**TEXT EXCERPT**:
__________________________________________________

By Blog Editor, IOE Digital, on 3 March 2022

Hans Svennevig.

In a time of global conflict, raised concerns about climate change and political disharmony, Citizenship Education is more important than ever. As a subject, it also ensures that young people can have discrete teaching within a whole school approach, bringing together what The 1998 Advisory Group on Citizenship guided by Sir Bernard Crick originally proposed. All subjects should be involved in whole school approaches, but to do that we need subject specialists.

The government’s December 2021 response to its ITT market review is not just a risk for one ITE institution over another, or one subject over another, it is a risk for the quality and breadth of all subject specialism. Colleagues in this blog series have written much about this from the perspective of reflection, subject knowledge, concepts and skills and expertise.

We may egotistically, as teachers, want to live up to our students’ idea that we know everything – but the reality is that we can’t; we rely on the expertise of other subject specialists and teachers within the school team so that we can make learning a knowledge-rich and experiential journey.

Take the recent DfE Political Impartiality Guidance relating to how schools and teachers should teach about political issues. Many teachers faced with such guidance may be concerned at the volume of practicalities to consider when teaching about topics related to political literacy. These topics often concern events and actions that children see happening all around them and need specialist guidance to help them navigate. Teachers want them to develop essential skills that are intrinsic to their healthy development as democratic citizens. This is what Citizenship teachers are subject specialists in, and what our PGCE Citizenship initial teacher education programme at IOE is designed to provide.

“Good citizenship teachers do this. But often we find teachers, in particular non-specialists, are concerned about getting this wrong,” says Liz Moorse, CEO of the Association for Citizenship Teaching. Specialist citizenship teachers are providing rich education to help young people proactively ensure they are equipped with skills and knowledge to traverse complex themes around, media literacy, climate change, politics, peace and conflict, race and identity, economic and financial literacy, legal literacy including about international agreements and human rights. Good citizenship teachers enable young people to learn how to analyse and debate controversial issues, and how to make effective, valuable and measured change in society, demonstrated by the young people at Hamilton Academy Leicester in their YouTube #OurVoiceYourChoice video.

__________________________________________________

**SUPPLIED INFORMATION**:
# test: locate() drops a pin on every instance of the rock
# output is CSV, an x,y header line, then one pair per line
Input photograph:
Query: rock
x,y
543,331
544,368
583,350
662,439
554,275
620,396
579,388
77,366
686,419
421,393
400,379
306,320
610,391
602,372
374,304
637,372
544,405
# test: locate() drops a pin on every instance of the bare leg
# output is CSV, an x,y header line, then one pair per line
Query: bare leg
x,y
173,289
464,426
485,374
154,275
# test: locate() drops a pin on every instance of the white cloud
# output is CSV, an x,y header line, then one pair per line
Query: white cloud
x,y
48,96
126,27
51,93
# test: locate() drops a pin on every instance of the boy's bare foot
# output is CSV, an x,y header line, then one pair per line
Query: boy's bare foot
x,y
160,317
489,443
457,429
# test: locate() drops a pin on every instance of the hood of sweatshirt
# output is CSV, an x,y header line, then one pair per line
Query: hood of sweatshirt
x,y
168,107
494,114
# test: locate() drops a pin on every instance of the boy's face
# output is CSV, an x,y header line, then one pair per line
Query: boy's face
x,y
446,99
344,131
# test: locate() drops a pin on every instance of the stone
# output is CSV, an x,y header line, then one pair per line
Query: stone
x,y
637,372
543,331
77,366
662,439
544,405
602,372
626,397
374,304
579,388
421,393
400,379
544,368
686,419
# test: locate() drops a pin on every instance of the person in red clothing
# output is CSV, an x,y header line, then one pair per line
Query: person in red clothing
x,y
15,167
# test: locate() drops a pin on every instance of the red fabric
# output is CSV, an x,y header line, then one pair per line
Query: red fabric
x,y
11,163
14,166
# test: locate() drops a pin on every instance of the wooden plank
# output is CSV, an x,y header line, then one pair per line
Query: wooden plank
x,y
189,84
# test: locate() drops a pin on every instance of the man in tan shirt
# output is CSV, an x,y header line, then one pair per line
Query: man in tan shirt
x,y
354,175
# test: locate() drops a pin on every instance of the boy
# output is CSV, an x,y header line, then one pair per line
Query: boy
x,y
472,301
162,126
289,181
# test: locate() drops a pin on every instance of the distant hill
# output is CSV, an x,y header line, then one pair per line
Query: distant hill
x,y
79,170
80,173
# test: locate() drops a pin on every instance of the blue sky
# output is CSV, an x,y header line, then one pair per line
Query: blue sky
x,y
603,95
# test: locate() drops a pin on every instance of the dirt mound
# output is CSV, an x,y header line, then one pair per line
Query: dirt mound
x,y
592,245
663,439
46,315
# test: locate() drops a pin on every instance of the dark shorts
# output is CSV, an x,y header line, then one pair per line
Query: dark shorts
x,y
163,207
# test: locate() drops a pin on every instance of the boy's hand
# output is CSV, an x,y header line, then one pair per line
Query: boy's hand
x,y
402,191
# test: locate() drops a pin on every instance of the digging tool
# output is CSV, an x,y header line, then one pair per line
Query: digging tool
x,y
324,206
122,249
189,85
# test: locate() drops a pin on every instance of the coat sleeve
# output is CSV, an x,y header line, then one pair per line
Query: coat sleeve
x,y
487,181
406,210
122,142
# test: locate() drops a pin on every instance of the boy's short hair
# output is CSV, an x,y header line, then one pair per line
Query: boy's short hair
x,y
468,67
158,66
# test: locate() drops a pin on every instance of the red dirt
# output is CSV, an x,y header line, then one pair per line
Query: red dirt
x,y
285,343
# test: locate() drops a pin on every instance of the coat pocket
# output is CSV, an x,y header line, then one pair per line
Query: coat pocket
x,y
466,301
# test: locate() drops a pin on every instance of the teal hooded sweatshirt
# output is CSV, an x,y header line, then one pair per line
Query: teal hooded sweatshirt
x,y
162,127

__________________________________________________

**PROBLEM SET**:
a) Extract from the citizenship education post the passage that begins at the words "By Blog Editor, IOE" and stops after "skills and expertise.".
b) Check each statement against the citizenship education post and answer yes or no, quoting the words that settle it: (i) The government's response to its ITT market review came out in December 2021. (ii) The 1998 Advisory Group on Citizenship was guided by Sir Bernard Crick. (iii) The post claims teachers are able to know everything.
c) Proceed with the citizenship education post, writing on from its last sentence.
The records come from a separate source.

**TASK-BY-TASK OUTPUTS**:
a)
By Blog Editor, IOE Digital, on 3 March 2022

Hans Svennevig.

In a time of global conflict, raised concerns about climate change and political disharmony, Citizenship Education is more important than ever. As a subject, it also ensures that young people can have discrete teaching within a whole school approach, bringing together what The 1998 Advisory Group on Citizenship guided by Sir Bernard Crick originally proposed. All subjects should be involved in whole school approaches, but to do that we need subject specialists.

The government’s December 2021 response to its ITT market review is not just a risk for one ITE institution over another, or one subject over another, it is a risk for the quality and breadth of all subject specialism. Colleagues in this blog series have written much about this from the perspective of reflection, subject knowledge, concepts and skills and expertise.

b)
(i) Yes: "The government’s December 2021 response to its ITT market review"
(ii) Yes: "The 1998 Advisory Group on Citizenship guided by Sir Bernard Crick"
(iii) No: "the reality is that we can’t"

c)
At IOE this year we are strengthening our community subject knowledge further through the Teachers and Citizenship Knowledge project. In this citizenship education specialist community project we are bringing together citizenship academics and specialist teachers and student teachers to explore and examine the knowledge and skills content in themes around The Prevent Duty, human rights, conspiracy theories and media literacy, race and racism, peace and conflict and influencing political decisions. These are core concepts that require specialist citizenship teachers to be at the heart of teaching around contemporary concerns in discrete lessons and throughout whole school approaches, working to connecting subjects thematically.

Such initial teacher education at IOE ensures that all teachers have a foundational knowledge of pedagogy, and just like in the often commented on Finnish education system, we educate subject specialists who can work together. The 2018 House of Lords report on citizenship demonstrates that specialist citizenship teaching is essential for society. To ensure that schools have rich opportunities for communities of learning, we don’t need more generalists, but more specialists in all subjects.